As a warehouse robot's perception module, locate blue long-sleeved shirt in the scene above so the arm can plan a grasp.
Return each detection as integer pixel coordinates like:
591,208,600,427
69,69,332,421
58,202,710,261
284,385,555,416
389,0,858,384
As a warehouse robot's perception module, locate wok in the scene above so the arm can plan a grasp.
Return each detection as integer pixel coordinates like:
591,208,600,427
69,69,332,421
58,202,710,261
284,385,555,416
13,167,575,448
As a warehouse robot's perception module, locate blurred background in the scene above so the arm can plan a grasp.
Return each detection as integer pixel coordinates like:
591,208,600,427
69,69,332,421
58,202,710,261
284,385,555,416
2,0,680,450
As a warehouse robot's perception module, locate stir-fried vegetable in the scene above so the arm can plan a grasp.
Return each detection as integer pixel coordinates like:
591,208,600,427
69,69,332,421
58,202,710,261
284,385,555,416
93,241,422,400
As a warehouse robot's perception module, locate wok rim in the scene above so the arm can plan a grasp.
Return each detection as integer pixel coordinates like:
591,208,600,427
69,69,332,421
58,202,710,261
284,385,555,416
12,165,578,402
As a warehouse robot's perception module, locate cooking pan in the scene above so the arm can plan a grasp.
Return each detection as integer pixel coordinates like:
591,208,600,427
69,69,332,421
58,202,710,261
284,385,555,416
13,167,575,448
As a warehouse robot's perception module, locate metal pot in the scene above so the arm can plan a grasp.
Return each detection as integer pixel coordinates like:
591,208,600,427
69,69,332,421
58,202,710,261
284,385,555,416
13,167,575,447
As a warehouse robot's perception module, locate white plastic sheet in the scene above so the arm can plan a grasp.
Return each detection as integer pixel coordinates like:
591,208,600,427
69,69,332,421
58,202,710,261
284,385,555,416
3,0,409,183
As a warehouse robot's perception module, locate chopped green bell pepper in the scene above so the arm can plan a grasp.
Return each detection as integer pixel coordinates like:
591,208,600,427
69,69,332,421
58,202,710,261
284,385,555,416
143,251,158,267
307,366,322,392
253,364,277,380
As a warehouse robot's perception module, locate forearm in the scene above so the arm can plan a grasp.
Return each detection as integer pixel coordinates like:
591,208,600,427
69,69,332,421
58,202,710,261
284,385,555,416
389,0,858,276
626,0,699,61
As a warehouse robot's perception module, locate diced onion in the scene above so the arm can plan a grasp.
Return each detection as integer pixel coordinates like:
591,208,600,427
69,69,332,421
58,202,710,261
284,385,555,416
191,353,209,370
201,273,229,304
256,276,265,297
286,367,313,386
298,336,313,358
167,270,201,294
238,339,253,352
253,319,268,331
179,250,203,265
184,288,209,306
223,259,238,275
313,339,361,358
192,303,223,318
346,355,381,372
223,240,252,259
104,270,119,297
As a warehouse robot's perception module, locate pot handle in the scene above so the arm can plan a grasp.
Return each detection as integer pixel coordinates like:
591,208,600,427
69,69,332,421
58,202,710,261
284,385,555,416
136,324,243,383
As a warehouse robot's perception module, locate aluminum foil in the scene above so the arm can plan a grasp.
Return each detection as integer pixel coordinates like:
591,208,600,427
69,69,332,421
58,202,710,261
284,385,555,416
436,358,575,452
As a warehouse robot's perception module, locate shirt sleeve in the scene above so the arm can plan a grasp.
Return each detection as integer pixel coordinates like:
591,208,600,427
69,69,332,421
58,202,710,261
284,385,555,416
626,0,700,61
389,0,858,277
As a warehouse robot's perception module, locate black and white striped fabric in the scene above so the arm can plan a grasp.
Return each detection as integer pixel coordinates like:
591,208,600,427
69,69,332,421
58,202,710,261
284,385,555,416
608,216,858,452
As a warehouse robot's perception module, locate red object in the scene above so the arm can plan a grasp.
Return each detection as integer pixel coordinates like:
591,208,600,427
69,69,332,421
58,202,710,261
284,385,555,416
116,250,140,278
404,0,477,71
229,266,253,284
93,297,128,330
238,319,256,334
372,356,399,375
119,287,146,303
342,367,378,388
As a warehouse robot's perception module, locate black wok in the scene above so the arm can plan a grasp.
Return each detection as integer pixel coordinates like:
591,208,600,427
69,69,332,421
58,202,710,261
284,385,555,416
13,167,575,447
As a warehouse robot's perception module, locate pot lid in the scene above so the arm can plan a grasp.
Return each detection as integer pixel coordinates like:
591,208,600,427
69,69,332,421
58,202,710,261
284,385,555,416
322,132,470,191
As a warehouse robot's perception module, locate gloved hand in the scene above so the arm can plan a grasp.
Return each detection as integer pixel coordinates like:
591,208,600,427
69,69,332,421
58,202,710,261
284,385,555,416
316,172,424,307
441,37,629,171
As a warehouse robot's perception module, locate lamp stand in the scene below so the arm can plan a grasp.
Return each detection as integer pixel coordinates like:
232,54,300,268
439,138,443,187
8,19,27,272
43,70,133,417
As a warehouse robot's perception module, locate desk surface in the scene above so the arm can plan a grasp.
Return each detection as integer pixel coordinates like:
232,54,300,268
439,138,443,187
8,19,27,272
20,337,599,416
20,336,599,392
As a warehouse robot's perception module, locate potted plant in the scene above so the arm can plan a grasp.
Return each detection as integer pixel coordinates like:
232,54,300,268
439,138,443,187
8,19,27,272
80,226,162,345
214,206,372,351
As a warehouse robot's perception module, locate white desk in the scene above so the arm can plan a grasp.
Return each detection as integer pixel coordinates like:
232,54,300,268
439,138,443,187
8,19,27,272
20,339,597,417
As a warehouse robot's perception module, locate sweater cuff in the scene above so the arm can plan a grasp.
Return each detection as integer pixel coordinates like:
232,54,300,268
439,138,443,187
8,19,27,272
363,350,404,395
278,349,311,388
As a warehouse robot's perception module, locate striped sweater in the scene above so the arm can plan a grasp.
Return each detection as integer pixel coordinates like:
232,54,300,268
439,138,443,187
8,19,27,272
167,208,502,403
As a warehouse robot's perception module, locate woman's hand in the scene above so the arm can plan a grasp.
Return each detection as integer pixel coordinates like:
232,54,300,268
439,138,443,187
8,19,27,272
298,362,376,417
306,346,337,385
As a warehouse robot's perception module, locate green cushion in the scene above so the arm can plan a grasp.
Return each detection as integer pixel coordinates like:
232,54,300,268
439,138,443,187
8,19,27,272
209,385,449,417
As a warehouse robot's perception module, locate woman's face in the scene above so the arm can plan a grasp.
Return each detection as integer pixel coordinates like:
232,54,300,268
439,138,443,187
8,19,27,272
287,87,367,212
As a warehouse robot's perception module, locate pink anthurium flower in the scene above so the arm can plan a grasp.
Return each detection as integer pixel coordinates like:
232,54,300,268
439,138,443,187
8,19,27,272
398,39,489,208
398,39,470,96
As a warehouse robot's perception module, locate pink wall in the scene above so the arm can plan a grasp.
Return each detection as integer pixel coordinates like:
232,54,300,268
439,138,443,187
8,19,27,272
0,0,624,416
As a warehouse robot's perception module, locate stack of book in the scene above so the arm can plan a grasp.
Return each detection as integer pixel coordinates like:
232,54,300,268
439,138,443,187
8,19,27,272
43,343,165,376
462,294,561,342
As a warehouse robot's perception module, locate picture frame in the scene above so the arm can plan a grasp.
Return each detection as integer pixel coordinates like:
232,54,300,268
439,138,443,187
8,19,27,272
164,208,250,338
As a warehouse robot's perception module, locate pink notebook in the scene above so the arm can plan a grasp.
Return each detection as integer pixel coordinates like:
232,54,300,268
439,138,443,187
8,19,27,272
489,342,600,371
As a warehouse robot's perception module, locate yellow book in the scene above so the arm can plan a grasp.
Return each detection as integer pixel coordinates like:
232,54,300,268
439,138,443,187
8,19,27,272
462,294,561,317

◇ ◇ ◇ ◇

▶ [Task statement] Could you write out all the entries above again, switching every "warehouse" to "kitchen" and keeping everything else the same?

▶ [Right answer]
As a kitchen robot's perception module, locate blue long-sleeved shirt in the scene above so the arm can plan a grasp.
Return each detection as integer pixel coordinates like:
591,208,600,427
69,69,332,421
58,202,710,261
284,385,555,416
389,0,858,384
As a kitchen robot's perception module, locate wok in the scene above so the arm can plan a grasp.
Return each detection as integer pixel coordinates like:
591,208,600,427
69,69,332,421
58,202,710,261
284,385,555,416
13,167,575,448
As a kitchen robot's perception module, locate blurred background in the scene above so the arm can plan a grasp.
Return each detection as integer pixel coordinates like:
591,208,600,427
69,69,332,421
58,202,710,261
284,385,555,416
2,0,680,450
As a kitchen robot's perception module, locate stir-fried vegetable in the scene above so the arm can plan a grasp.
Return each detection as integer pixel coordinates like:
591,208,600,427
69,69,332,421
58,202,710,261
284,385,555,416
93,241,422,400
As a kitchen robot's perception module, locate wok rim in the scene above so the arm can plan a grasp.
Return each detection as integer pixel coordinates like:
591,208,600,427
69,69,332,421
58,202,710,261
284,385,555,416
12,165,578,402
As a kitchen robot's perception module, locate cooking pan in the scene above so the arm can plan a grasp.
Return each detection as integer pixel coordinates like:
591,208,600,427
69,69,332,421
58,202,710,261
284,385,555,416
13,167,575,448
As a kitchen robot's perception module, locate metal pot in the scene above so the arm can plan a grasp.
Return each detection as integer pixel coordinates like:
591,208,600,427
69,69,332,421
58,202,710,261
284,385,555,416
13,167,575,447
As a kitchen robot's perception module, locate white plastic sheet in the scene above so the arm can plan a grasp.
Return each detection as integer pixel coordinates like:
591,208,600,427
69,69,332,421
58,202,710,261
284,385,555,416
3,0,409,183
As a kitchen robot's perception module, locate chopped green bell pepper in the scene above so the arm can plan a grasp.
Return each detection as integer pixel coordinates like:
591,208,600,427
69,69,332,421
58,202,710,261
284,385,555,416
143,251,158,267
307,366,322,392
253,364,277,380
As a kitchen robot's perception module, locate forearm in the scene above so the arm can plan a grasp.
Return each detection as integer pixel coordinates like:
591,208,600,427
69,69,332,421
58,202,710,261
284,385,555,416
389,0,858,276
626,0,699,61
As a kitchen robot's perception module, locate diced onion in the scene above so the arm can plan a grasp.
Return each detection as integer pixel coordinates like:
591,208,600,427
69,69,332,421
58,202,710,261
284,385,555,416
191,353,209,370
201,273,229,304
256,276,265,297
286,367,313,386
298,336,313,358
167,270,201,294
238,339,253,352
253,319,268,331
179,250,203,265
184,288,209,306
223,259,238,275
313,339,361,358
192,303,223,318
346,355,381,372
223,240,252,259
104,270,119,297
As a kitchen robot's perception module, locate pot handle in the scene above so the arm can plan a grasp.
Return each detection as integer pixel coordinates like:
591,208,600,427
69,69,332,421
58,202,710,261
284,385,555,416
136,324,243,383
As a kitchen robot's perception module, locate aluminum foil in the scene above so the arm can plan a grasp.
Return each detection as integer pixel coordinates like:
591,208,600,427
69,69,332,421
58,202,710,261
284,385,555,416
436,358,575,452
As a kitchen robot's perception module, locate shirt sleeve in the scene above so the arm can plan a grasp.
Return each detection as integer pixel coordinates like:
591,208,600,427
69,69,332,421
58,202,710,261
284,385,555,416
626,0,700,61
389,0,858,277
As a kitchen robot's perception module, locate black and white striped fabric in the scene above so the arm can plan a grasp.
Return each detection as integer pixel coordinates like:
591,208,600,427
69,69,332,421
58,202,710,261
284,385,555,416
608,216,858,452
As a kitchen robot's perception module, locate red object in the scene above so the arm can plan a grasp.
Return each detection as integer pixel coordinates like:
591,208,600,427
69,69,332,421
58,202,710,261
284,385,555,416
116,250,140,278
404,0,477,71
229,266,253,284
93,297,128,330
238,319,256,334
372,356,399,375
119,287,146,303
342,367,378,388
As a kitchen robot's perception module, locate black wok in the scene above so the arm can plan a grasp.
Return each detection as integer pixel coordinates like:
591,208,600,427
69,69,332,421
58,202,710,261
284,385,555,416
13,167,575,447
As a kitchen robot's perception module, locate pot lid in the scene above so the arm can plan a grasp.
Return each detection as integer pixel coordinates like:
591,208,600,427
69,69,332,421
58,202,710,261
284,385,555,416
322,132,470,191
As a kitchen robot's perception module, locate gloved hand in the scene above so the arm can plan a grasp.
Return each detection as integer pixel coordinates like:
591,208,600,427
69,69,332,421
58,202,710,261
284,385,555,416
316,172,424,307
441,37,629,171
As a kitchen robot's perception module, locate lamp stand in the scene below so the arm can plan a grasp.
Return each detection as integer pixel coordinates like:
232,54,300,268
439,138,443,187
8,19,27,272
43,70,133,417
As a kitchen robot's perception module, locate desk surface in the scene above so the arm can plan a grasp.
Return each detection as integer pixel coordinates like:
232,54,300,268
439,138,443,187
8,19,27,272
20,337,599,416
20,336,599,392
As a kitchen robot's perception module, locate potted plant in the scene above so the arm can plan a grasp.
Return each detection as integer pixel coordinates like:
232,54,300,268
439,138,443,187
8,19,27,272
80,226,162,345
214,206,372,351
As a kitchen robot's perception module, locate white desk in the scene above so the arm can plan a grasp.
Return each detection as integer pixel coordinates like:
232,54,300,268
439,138,443,187
8,19,27,272
20,339,597,417
As a kitchen robot's perception module, locate sweater cuff in the scene above so the arm can plan a grasp.
Return each detection as integer pixel coordinates like:
232,54,300,268
439,138,443,187
8,19,27,272
363,350,404,395
278,349,311,388
As a kitchen robot's perception module, locate striped sweater in the scene above so the arm can plan a grasp.
Return each detection as integer pixel coordinates like:
232,54,300,268
439,138,443,187
8,19,27,272
167,208,502,403
As a kitchen robot's perception module, locate woman's hand in the scene above so the arm can plan a grasp.
Return each detection as integer pixel coordinates like:
232,54,300,268
439,138,443,187
8,19,27,272
298,362,376,417
306,346,337,385
As a kitchen robot's perception module, locate green cushion in the scene above so the arm can plan a grasp.
Return each detection as integer pixel coordinates like:
232,54,300,268
439,138,443,187
8,19,27,272
209,385,449,417
As a kitchen robot's perception module, locate woman's face in the scene above so the arm can plan a grasp.
Return each detection as integer pixel coordinates like:
232,54,300,268
439,138,443,187
8,19,27,272
287,87,367,212
As a kitchen robot's perception module, locate pink anthurium flower in the scene above so the arm can plan a grasp.
Return each detection as integer pixel coordinates like:
232,54,300,268
439,138,443,187
8,19,27,272
398,39,489,208
398,39,470,96
As a kitchen robot's perception module, locate pink wall in the scene above so the arm can plan a grasp.
Return each detection as integer pixel coordinates like:
232,54,300,268
439,138,443,187
8,19,27,272
0,0,624,416
As a kitchen robot's perception module, locate stack of book in the scene above so the arm can plan a grasp.
Return each detection as integer pixel coordinates like:
232,54,300,268
439,138,443,187
8,19,27,272
43,343,165,376
462,294,561,342
As a kitchen robot's perception module, locate picture frame in the scene above so the arm can plan a grasp.
Return each detection as integer pixel coordinates like:
232,54,300,268
439,138,443,187
8,19,27,272
164,208,250,338
As a kitchen robot's perception module, locate pink notebook in the scene above so the arm can plan a grasp.
Return each detection as integer pixel coordinates like:
232,54,300,268
439,138,443,187
8,19,27,272
489,342,600,371
As a kitchen robot's perception module, locate yellow book in the scene above so the arm can plan a grasp.
Return each detection as integer pixel coordinates like:
232,54,300,268
439,138,443,187
8,19,27,272
462,294,561,317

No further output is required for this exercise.